TASK TO COMPLETE. Reproduce each line of the material exactly, minus any picture.

EXTRACTED RECORDS.
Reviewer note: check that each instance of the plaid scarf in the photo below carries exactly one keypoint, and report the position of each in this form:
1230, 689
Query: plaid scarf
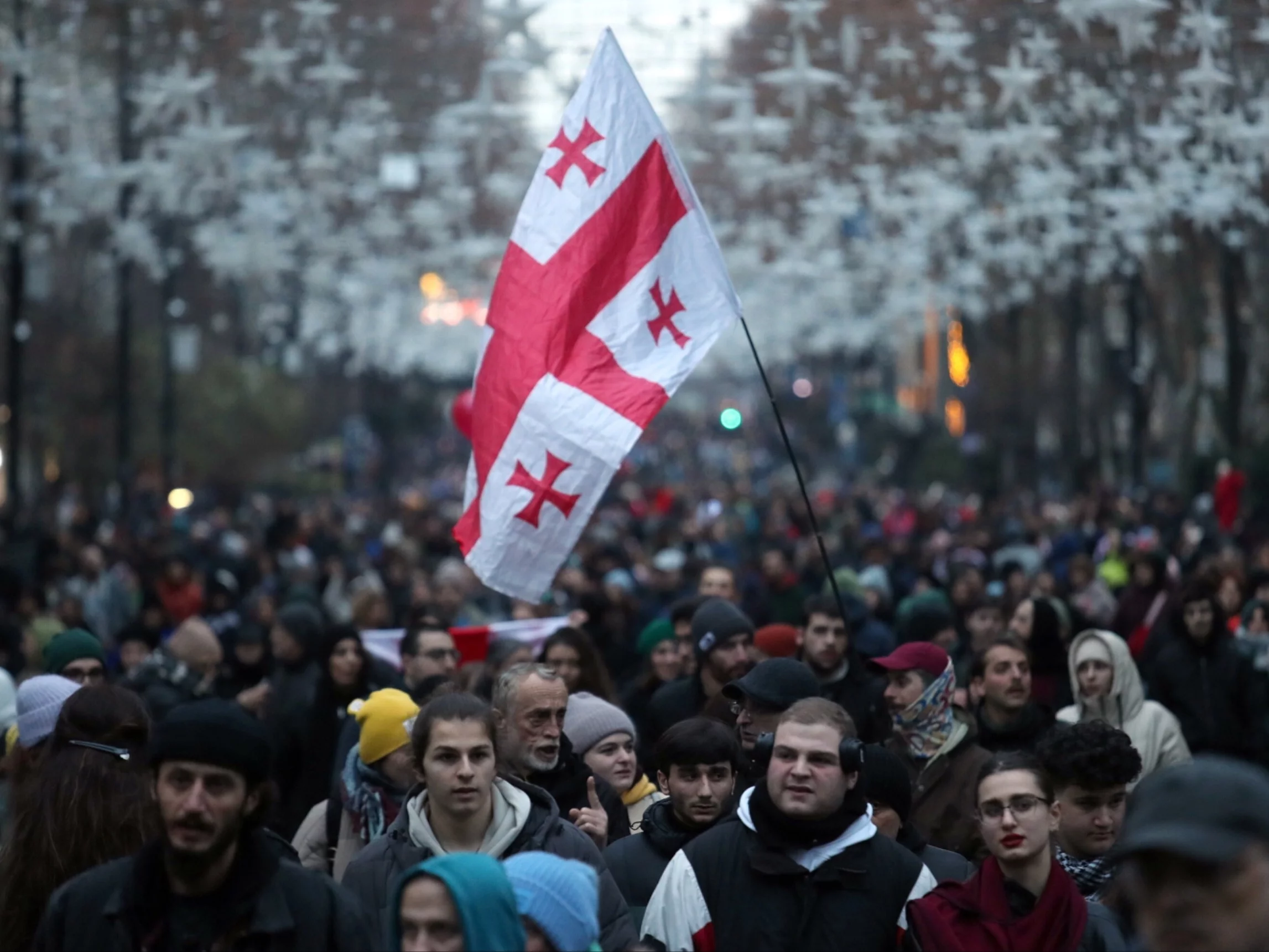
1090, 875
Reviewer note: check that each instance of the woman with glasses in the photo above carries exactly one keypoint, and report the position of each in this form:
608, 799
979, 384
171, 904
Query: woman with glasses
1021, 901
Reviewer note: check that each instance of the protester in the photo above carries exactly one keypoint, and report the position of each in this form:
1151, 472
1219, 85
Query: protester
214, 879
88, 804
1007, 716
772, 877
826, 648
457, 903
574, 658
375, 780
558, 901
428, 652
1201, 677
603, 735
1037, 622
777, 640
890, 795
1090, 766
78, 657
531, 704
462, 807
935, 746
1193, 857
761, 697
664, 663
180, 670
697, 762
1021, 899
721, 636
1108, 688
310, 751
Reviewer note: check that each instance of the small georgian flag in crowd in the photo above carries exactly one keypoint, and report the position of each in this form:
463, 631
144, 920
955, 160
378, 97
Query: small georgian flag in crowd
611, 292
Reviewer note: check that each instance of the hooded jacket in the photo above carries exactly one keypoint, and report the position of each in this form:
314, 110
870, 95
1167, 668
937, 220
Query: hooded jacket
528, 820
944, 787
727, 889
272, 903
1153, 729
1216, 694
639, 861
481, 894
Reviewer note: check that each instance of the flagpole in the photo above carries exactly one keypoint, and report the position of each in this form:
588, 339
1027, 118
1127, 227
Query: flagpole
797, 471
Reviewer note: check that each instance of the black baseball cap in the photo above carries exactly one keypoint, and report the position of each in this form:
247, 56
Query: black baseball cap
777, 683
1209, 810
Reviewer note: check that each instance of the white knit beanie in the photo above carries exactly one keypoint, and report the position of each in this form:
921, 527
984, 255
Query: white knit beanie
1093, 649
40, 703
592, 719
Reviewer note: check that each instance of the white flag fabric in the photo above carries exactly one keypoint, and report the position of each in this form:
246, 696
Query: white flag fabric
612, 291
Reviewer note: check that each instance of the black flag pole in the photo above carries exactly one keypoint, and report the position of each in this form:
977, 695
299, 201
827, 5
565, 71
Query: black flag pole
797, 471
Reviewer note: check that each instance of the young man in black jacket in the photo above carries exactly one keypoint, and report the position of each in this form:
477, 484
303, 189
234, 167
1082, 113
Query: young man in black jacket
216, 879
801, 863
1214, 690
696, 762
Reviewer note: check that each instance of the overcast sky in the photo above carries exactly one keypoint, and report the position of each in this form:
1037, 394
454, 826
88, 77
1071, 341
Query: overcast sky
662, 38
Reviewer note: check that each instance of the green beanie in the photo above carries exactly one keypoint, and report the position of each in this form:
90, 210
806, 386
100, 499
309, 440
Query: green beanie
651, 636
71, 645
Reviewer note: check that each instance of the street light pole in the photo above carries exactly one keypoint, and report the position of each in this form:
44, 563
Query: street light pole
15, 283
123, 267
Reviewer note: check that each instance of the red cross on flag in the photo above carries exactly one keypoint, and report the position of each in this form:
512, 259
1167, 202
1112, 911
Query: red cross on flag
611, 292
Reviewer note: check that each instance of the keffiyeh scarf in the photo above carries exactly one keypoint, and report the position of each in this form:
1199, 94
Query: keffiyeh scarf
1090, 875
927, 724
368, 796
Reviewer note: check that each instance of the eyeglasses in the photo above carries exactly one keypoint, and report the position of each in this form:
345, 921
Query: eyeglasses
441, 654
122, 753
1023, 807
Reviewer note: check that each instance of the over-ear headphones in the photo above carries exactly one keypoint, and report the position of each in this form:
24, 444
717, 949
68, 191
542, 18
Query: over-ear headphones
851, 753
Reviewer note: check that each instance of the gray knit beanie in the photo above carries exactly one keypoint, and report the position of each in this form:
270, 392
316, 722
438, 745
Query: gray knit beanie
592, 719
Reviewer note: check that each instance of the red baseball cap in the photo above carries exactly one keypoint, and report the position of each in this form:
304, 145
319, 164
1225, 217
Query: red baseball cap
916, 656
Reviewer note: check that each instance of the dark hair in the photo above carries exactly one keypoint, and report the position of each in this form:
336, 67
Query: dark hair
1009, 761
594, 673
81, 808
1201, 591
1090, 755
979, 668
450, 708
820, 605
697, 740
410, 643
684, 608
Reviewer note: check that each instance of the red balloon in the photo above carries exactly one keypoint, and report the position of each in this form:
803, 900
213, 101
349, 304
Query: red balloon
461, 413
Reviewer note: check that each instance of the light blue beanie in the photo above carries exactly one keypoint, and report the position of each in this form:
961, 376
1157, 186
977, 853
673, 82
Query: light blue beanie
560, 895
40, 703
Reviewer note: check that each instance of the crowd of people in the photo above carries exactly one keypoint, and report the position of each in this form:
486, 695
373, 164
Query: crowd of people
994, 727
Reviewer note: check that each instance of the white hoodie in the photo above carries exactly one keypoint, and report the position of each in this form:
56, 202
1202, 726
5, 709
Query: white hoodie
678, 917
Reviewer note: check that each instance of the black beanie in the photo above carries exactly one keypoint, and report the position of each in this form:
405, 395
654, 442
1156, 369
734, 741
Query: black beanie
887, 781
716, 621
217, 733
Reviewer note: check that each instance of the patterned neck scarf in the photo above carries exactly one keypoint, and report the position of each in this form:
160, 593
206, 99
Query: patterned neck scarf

SOLVED EXERCISE.
Reviewer note: check that each instance of the plaid scarf in the photo below carries exactly one keypoint, and report the position of each in this form:
1230, 689
Query: plaid scarf
1090, 875
Reviewer note: check that each instance of the woman with glasses in the photo above carries exactly one keypoint, and report the position of each in this form:
608, 799
979, 384
171, 904
Query: woman with glasses
1021, 901
Reviewer note: check that each instance of the protester in the photo above carries exactly one keypoint, and report the position of each in this form:
1151, 472
1219, 85
Query: protester
214, 879
88, 804
1007, 716
772, 877
826, 648
457, 903
574, 658
375, 780
558, 901
428, 652
1201, 677
603, 735
1037, 622
777, 640
890, 795
1090, 766
78, 657
531, 704
462, 807
935, 746
1193, 857
761, 697
664, 663
180, 670
697, 762
1021, 899
721, 636
1108, 688
310, 751
Reviewer note: check that each instance of the small georgian flag in crowd in the photo above carries exactly one keypoint, and report the position of each in this form:
463, 631
144, 920
955, 160
378, 97
Query: small georgian flag in crowd
611, 292
Reviewer note: check that each instance of the hooded jacket in the photo above carries exactly one keypoint, and report the position of each in this form:
314, 110
870, 95
1167, 668
937, 220
Query: hooded jacket
528, 820
944, 787
727, 889
272, 903
1153, 729
1216, 694
639, 861
481, 894
Reviewer note: check that each instance of the flagpole in the photo above carries exactly one keypoint, and report the position of each in this form:
588, 339
1027, 118
1127, 227
Query: flagpole
797, 471
Reviewer note: check that each instance of the black baseball cap in the photo above carries exactly one keypoint, and report the position of each in this form:
247, 56
Query: black baseball cap
777, 683
1209, 810
Reviewer note: check that each instance of the white knit beanie in the photo above carries exactly one keypoint, and report the position of each in this form:
921, 527
984, 255
Query: white knit beanie
1093, 649
40, 703
592, 719
Reviewer note: check that each instance of the white flag fabric in the photo above carries exactly one keypoint, and report the position of each in this form:
246, 696
Query: white flag fabric
612, 291
Reviewer note: check that each instance of the black flag pole in the photo above carries exactly one keypoint, and report the position of each in this form:
977, 695
299, 201
827, 5
565, 71
Query: black flag pole
797, 471
Reviewer note: check that each instance of the young man in black jacket in the photo above carries exactly one keypoint, and report the position of each in this form:
477, 484
303, 189
234, 167
1082, 113
Query: young man in black jacket
216, 879
801, 863
1214, 690
696, 762
Reviewer note: check that each instance of the overcast sky in the photo above carries exactly one keypoint, and report the position of each in this form:
1037, 394
454, 826
88, 77
1071, 341
Query: overcast sky
662, 38
Reviewer note: check that each instance of the green beanie in the photo above carries exactly one keypoint, and report the position of each in this form:
90, 210
806, 386
100, 499
309, 440
Query: green beanie
651, 636
71, 645
Reviewer note: check that each instance of the street light pole in the photo above carries exactly one keypoint, and report the position of each in this form:
44, 563
Query: street light pole
15, 283
123, 267
Reviewer note: check that each instance of the red cross on flag in the photo above carries exactly one keypoint, and report the position of each in this form:
512, 259
1167, 202
1112, 911
Query: red cross on flag
611, 292
Reviewer note: check that each instance of the keffiyeh scarf in the photo above carries exactly one keypoint, and report the position of each in this form:
1199, 94
Query: keffiyeh scarf
1090, 875
927, 724
368, 796
Reviewer note: check that each instance of the eyeglasses in the photo above carries exactly one keypoint, and report the position of each in this form:
345, 921
Query: eyeglasses
441, 654
122, 753
1023, 807
Reviewer note: check that each instance of the over-ear headphones in the photo above carries exactly one keypoint, and report the position of each in this form:
24, 444
717, 949
68, 191
542, 18
Query: over-ear headphones
851, 753
Reviewer note: check that each instance of the gray knit beanie in the photo above carries exactly one keypoint, and report the position of each in this form:
270, 392
316, 722
438, 745
Query: gray knit beanie
592, 719
Reviewer note: check that each instance of the red baseball cap in the photo above carries exactly one keypoint, and report the position of each in this form:
304, 145
319, 164
1225, 217
Query: red baseball cap
916, 656
Reviewer note: check that each instance of the dark hair in the photo above carries exactly one keypoint, and report the position of each in this form:
336, 67
Query: dark hair
1009, 761
594, 673
81, 808
1201, 591
1090, 755
979, 668
450, 708
820, 605
697, 740
410, 643
684, 608
Reviewer note: check that each instance of the red balloon in the photo above carries exactly one keypoint, and report the position of each in this form:
803, 900
213, 101
349, 304
Query: red balloon
461, 413
Reviewer note: check that each instance of the light blue beanie in the photo above carries exactly one keypoint, and report the position of each in this form:
961, 376
1157, 186
977, 853
673, 82
Query: light blue beanie
560, 895
40, 703
Reviewer note: check that each instance of the crowd of people in the photo above carries exactly one keypoint, and report the position of each in this form:
486, 695
373, 164
Query: crowd of people
994, 727
Reviewer note: check that each instance of the white hoodie in the photo above carries exactly one keypoint, and report the position of each in this form:
56, 202
1202, 726
5, 709
Query: white hoodie
678, 917
Reviewer note: check that each instance of the black beanie in the photo above carries exactly one keypoint, and report the position of each in this form:
405, 395
654, 442
1156, 369
734, 741
Query: black beanie
887, 781
716, 621
217, 733
Reviewer note: check that each instance of the patterned neck scarf in the photo above carries exactly one keypoint, and report the position of each in this form:
160, 593
206, 99
Query: patterned neck scarf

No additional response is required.